Saved entries
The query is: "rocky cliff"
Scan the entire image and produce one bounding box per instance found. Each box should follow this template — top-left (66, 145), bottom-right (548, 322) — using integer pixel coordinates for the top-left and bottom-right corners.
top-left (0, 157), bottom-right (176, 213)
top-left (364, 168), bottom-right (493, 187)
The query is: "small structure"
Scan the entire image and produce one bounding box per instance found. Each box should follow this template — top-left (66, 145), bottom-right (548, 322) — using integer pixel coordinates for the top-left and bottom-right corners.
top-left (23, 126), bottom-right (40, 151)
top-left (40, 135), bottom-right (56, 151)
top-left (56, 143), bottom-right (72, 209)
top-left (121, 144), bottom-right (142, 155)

- [SHORT PROBLEM] Render the items above as a Markdown table with two columns, Row and Line. Number each line in order and drop any blank lines.

- [FINISHED ANSWER]
| Row | Line |
|---|---|
| 1 | The query is: "rocky cliff" |
| 2 | Scan the entire image and produce one bounding box per instance found. Each box should follow this template — top-left (66, 145), bottom-right (548, 322) — using integer pixel coordinates for the top-left and bottom-right corners. |
| 3 | top-left (0, 157), bottom-right (176, 213) |
| 4 | top-left (364, 168), bottom-right (493, 187) |
| 5 | The query is: "small structure" |
| 6 | Scan the entire image and produce one bounding box per instance found. Each box should follow this template — top-left (66, 145), bottom-right (548, 322) — using integer pixel coordinates for the top-left and bottom-right corners. |
| 7 | top-left (23, 126), bottom-right (40, 151) |
| 8 | top-left (40, 135), bottom-right (56, 151) |
| 9 | top-left (56, 143), bottom-right (72, 209) |
| 10 | top-left (121, 144), bottom-right (142, 155) |